KOLEKSİYONER FAHİR GÖK: TESBİHLERİ KÜSTÜRMEMEK GEREK!

Değerli sanatseverler. Ocak ayının başında Özel Bankacılık Kültür Sanat Portalımızda “Koleksiyoner Fahir Gök’ün Baston Dünyasına Naif Bir Nazar” serlevhasıyla yayınladığımız mülakatta değerli iş adamı Fahir Gök’ün baston koleksiyonu üzerine hasbihal etmiş ve yakın zaman içerisinde muhatabımızla tesbih koleksiyonu üzerine de bir söyleşi yapacağımızı belirtmiştik. Vakt-i merhunu geldi. Hep birlikte ‘maşallah’ diyerek Fahir Gök’ün tesbihlerine müşfikâne nazar ediyoruz.

İbrahim Ethem Gören: Fahir Bey tesbih sevdası gönlünüze ne zaman düştü?

Fahir Gök: Aslında çok genç yaşta birkaç tane tesbihim vardı ama bunun bir tutku, bir sevda haline gelmesi sanırım 30 seneden fazla oldu. O tarihlerde hayatta olan ve Sivas’ta yaşayan dayım ve İstanbul’da yaşayan ağabeyim bana her ay birer adet tesbih hediye etmişti. Merhum dayımın tesbihe özel bir merakı vardı ve uzun yıllar eski tesbihleri toplayan birisiydi. İşte tesbih toplama tutkusu böylelikle hediye tesbihlerle başladı.

Evvelemirde tesbihin fonksiyonu üzerine konuşalım…

Tesbihin birçok açıdan kullanım alanı bulunmakta. Tarihsel olarak bakacak olursak avcı kabile toplumları yerleşik düzene geçmekle birlikte avladıkları hayvanların kemiklerini boyunlarına bir deri iple bağlayarak avcılık maharetlerini göstermek için kullanmaları tesbihin belki de ilk atası olarak sayılabilir. Daha sonra diğer bütün dinlerde belli dini ifadeler ve kelimelerin yanında duaların sayısını belirlemek için kullanılmıştır. Özellikle günümüzde dini motifi yanında güzel ve değerli bir aksesuar, bir meditasyon aracı olarak da kullanılmaktadır. Hatta eskiden sokakta veya toplum içinde sadece erkekler tesbih çekerken şimdilerde az da olsa kadınları da ellerinde tesbihle görmekteyiz.

“Tesbih” dendiğinde nezdinizde ne türden çağrışımlar oluyor?

“Tesbih” deyince aklımıza gelenleri sıralamak lazım; habbeleri ve bunların beyzi, kesme, şalgami, kapsül ve küre diye adlandırılan şekilleri, ara durakları, imamesi, püskülü, tepeliği ve bunların ustalara göre, kültürlere göre farklı formları… Bütün bu parçalar üzerinde uygulanan mükemmel sanat örnekleri. İşte bütün bunlar insan ile tesbih arasında bağlanan bir köprü.

------------------------------------------------------------------------

### Alıştırma hedefi
Tesbih söyleşisinde "Değerli sanatseverler. Ocak" sözleriyle başlayıp "müşfikâne nazar ediyoruz." sözleriyle biten bölümü, "Ocak" adını "Şubat" olarak değiştirip yeniden yazın.

------------------------------------------------------------------------

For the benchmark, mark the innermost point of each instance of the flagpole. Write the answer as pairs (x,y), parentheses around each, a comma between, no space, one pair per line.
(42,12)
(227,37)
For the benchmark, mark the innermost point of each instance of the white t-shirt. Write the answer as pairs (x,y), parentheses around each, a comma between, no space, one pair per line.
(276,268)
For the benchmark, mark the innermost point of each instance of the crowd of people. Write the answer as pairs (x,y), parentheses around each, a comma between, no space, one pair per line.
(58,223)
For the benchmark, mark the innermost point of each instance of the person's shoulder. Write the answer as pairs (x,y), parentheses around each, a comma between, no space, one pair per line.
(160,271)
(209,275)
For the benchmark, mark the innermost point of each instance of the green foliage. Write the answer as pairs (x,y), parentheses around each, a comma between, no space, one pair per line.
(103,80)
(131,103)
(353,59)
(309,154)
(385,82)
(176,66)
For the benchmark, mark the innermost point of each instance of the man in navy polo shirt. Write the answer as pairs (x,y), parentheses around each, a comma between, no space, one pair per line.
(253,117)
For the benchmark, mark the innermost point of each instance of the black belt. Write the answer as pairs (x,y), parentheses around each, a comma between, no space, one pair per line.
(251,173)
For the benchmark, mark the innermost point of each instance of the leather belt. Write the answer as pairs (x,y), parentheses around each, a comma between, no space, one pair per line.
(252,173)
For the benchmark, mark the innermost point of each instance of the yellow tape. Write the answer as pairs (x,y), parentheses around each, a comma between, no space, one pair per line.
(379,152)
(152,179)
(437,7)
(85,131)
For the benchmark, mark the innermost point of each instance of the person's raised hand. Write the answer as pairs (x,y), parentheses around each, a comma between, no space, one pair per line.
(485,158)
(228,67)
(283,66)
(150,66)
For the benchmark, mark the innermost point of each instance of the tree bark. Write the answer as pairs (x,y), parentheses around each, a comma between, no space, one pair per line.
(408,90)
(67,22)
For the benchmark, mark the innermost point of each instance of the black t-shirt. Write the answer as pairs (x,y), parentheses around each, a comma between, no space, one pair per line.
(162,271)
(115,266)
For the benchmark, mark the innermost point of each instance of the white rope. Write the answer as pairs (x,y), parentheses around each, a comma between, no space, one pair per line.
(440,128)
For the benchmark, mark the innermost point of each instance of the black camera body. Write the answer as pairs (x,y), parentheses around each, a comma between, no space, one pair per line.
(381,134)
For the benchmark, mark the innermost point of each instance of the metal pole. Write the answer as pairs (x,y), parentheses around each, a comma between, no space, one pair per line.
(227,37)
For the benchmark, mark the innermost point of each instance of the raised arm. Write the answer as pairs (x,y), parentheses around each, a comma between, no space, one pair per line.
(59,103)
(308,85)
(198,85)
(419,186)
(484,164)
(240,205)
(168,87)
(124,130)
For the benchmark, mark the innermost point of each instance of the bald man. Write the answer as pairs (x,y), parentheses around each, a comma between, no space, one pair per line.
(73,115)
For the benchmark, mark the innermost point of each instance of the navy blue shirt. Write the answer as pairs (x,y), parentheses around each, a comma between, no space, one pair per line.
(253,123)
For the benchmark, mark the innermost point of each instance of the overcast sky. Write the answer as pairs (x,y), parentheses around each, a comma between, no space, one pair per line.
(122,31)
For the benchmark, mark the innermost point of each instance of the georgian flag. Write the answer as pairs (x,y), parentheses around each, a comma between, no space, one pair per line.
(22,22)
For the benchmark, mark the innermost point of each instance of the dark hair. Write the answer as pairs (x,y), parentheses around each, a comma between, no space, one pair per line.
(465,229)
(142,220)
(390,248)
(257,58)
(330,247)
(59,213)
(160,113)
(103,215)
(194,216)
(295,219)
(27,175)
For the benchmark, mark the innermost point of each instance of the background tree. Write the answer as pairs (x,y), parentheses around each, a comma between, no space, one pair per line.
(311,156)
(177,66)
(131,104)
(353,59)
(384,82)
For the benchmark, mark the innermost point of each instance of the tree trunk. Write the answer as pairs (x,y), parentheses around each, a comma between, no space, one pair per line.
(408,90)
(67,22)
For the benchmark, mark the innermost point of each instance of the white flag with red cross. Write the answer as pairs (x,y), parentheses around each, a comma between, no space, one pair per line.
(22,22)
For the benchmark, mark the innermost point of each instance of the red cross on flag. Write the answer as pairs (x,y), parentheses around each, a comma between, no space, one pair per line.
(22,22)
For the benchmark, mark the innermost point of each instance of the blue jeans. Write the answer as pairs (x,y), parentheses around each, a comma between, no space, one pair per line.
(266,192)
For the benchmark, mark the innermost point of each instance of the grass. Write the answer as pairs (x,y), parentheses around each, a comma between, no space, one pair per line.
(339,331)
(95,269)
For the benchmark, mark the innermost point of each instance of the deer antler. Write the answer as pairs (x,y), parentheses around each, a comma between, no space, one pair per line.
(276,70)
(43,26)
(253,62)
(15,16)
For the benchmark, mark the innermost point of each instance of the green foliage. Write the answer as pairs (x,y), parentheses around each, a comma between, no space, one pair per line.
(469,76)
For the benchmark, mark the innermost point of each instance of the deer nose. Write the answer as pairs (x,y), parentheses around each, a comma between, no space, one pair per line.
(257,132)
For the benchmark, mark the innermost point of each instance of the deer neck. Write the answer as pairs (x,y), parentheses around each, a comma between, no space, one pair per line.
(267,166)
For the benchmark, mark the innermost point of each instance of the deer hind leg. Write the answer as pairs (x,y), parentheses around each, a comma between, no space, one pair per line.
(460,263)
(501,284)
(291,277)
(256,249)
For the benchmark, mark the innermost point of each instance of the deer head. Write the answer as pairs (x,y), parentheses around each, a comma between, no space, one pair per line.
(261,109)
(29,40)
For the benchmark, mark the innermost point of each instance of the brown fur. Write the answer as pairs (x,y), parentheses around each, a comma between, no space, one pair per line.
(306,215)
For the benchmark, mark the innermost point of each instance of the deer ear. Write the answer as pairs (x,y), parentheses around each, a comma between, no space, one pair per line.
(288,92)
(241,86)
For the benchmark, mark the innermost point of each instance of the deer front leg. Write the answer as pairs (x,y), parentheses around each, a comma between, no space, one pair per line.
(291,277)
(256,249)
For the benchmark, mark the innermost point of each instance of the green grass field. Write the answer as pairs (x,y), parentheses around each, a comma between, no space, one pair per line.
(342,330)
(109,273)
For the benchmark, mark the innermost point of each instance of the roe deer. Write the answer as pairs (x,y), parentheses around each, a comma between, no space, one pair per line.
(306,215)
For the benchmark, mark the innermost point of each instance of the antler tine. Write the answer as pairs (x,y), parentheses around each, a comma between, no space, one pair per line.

------------------------------------------------------------------------

### Alıştırma cevabı
Değerli sanatseverler. Şubat ayının başında Özel Bankacılık Kültür Sanat Portalımızda “Koleksiyoner Fahir Gök’ün Baston Dünyasına Naif Bir Nazar” serlevhasıyla yayınladığımız mülakatta değerli iş adamı Fahir Gök’ün baston koleksiyonu üzerine hasbihal etmiş ve yakın zaman içerisinde muhatabımızla tesbih koleksiyonu üzerine de bir söyleşi yapacağımızı belirtmiştik. Vakt-i merhunu geldi. Hep birlikte ‘maşallah’ diyerek Fahir Gök’ün tesbihlerine müşfikâne nazar ediyoruz.